Passage provided:
----------------------------------------

Monday, January 8, 2018

Gershwin: by George, by Bling!




By George, by jing, by God-almighty, I found these Blingees in a George Gershwin file and decided they were too hokily cute not to post. 

I went through a Gershwin phase two or three years ago, and I can't  say it's over, since it changed me. In most of them, you see The Great Man, the Gershwin who struck a pose, whether he was (supposedly) at the piano or (supposedly) talking to his girl friend. And even: See George. See George at the beach. These are ALL posed, the products of publicity, and the early ones bespeak an androgyny that I never knew existed.





Some say Gershwin was gay, others don't care (me!), others see his flexibility in who he wanted to spend time with. Kay Swift, a brilliant composer on her own, was one of his longest and closest relationships, and he dedicated the musical Oh, Kay! to her. In fact, I've always seen that title not as whimsy but as a cry from the heart. 





Gershwin eventually ended up sad and frustrated by the public's unwillingness to embrace his full genius (the lamentably misunderstood Porgy and Bess). They seemed to want to push him back to Tin Pan Alley. They were simply more comfortable with the old George. He served their needs, while his true genius seethed inside him. 






Meantime, a horrendous, horrible thing was slowly growing in his head: a monstrous tumour which eventually claimed him, while his doctors insisted his escalating agony and shocking disability was "psychological". So psychological that when he was in the bathroom, he fell down dead, or so close to it that helping him was impossible. I see him leaving his body, hovering around the ceiling somewhere, looking down while the impotent, idiot doctors cracked his skull open like a walnut, finding a grapefruit-sized tumour that had probably been growing there for years. A sad end for a man still in his 30s, the Mozart of his time. We still have the music, but as prodigious as his output was, it was only a tiny fragment of what he kept in his idea file, his treasure box. A box that, tragically, would not be opened until it was too late.

----------------------------------------

[Image point grounding data]
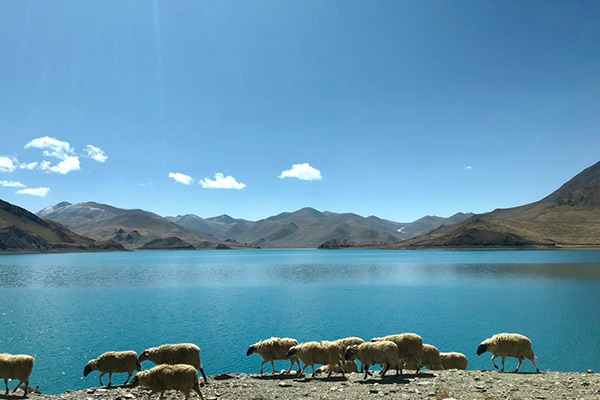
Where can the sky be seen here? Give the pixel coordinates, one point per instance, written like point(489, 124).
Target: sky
point(398, 109)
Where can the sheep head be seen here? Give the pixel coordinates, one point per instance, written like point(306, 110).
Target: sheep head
point(350, 352)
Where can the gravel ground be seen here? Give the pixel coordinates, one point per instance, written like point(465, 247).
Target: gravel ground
point(427, 385)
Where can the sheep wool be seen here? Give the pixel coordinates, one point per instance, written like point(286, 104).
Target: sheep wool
point(506, 345)
point(454, 361)
point(324, 353)
point(382, 352)
point(274, 349)
point(410, 348)
point(182, 377)
point(16, 367)
point(431, 358)
point(349, 366)
point(114, 362)
point(183, 353)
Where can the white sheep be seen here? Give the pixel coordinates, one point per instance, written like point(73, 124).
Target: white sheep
point(430, 359)
point(508, 345)
point(17, 366)
point(274, 349)
point(182, 377)
point(382, 352)
point(324, 353)
point(113, 362)
point(183, 353)
point(454, 361)
point(410, 349)
point(349, 366)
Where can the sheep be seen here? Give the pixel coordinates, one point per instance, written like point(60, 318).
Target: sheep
point(431, 358)
point(410, 348)
point(508, 345)
point(274, 349)
point(183, 353)
point(114, 362)
point(454, 361)
point(324, 353)
point(383, 352)
point(182, 377)
point(16, 367)
point(349, 366)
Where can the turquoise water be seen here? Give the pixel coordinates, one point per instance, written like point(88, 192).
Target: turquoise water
point(68, 308)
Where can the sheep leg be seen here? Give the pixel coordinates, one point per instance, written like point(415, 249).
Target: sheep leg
point(203, 375)
point(494, 361)
point(15, 389)
point(519, 366)
point(197, 390)
point(262, 365)
point(384, 370)
point(534, 364)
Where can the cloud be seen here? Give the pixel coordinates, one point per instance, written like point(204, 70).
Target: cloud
point(52, 147)
point(222, 182)
point(95, 153)
point(304, 172)
point(7, 164)
point(55, 148)
point(11, 184)
point(181, 178)
point(70, 163)
point(28, 166)
point(40, 192)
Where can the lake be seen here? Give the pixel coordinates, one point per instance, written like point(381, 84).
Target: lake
point(66, 309)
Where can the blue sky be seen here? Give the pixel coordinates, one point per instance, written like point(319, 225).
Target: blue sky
point(402, 108)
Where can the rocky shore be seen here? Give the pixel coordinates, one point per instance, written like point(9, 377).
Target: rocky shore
point(427, 385)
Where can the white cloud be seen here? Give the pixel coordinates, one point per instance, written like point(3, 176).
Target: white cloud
point(55, 148)
point(11, 184)
point(7, 164)
point(222, 182)
point(70, 163)
point(304, 172)
point(95, 153)
point(28, 166)
point(40, 192)
point(181, 178)
point(52, 147)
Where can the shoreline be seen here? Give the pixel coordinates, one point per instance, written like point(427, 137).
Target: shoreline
point(435, 385)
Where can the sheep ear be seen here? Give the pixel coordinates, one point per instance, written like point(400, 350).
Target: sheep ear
point(481, 349)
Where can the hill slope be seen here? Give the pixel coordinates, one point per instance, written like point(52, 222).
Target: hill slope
point(568, 217)
point(132, 228)
point(24, 232)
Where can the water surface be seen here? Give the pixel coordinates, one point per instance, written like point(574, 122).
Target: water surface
point(68, 308)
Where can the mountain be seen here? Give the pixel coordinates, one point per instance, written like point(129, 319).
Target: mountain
point(24, 232)
point(568, 217)
point(217, 227)
point(308, 228)
point(132, 228)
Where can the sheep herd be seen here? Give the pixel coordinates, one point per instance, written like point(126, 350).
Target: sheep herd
point(177, 364)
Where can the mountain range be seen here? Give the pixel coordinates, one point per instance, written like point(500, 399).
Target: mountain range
point(568, 217)
point(24, 232)
point(304, 228)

----------------------------------------

Required action: Change "whimsy" to "playfulness" in the part of the Gershwin post that opens with the words "Some say Gershwin" and closes with "seethed inside him.", and write out that part. The records have no connection to the Gershwin post.

Output of the exercise:
Some say Gershwin was gay, others don't care (me!), others see his flexibility in who he wanted to spend time with. Kay Swift, a brilliant composer on her own, was one of his longest and closest relationships, and he dedicated the musical Oh, Kay! to her. In fact, I've always seen that title not as playfulness but as a cry from the heart. 





Gershwin eventually ended up sad and frustrated by the public's unwillingness to embrace his full genius (the lamentably misunderstood Porgy and Bess). They seemed to want to push him back to Tin Pan Alley. They were simply more comfortable with the old George. He served their needs, while his true genius seethed inside him.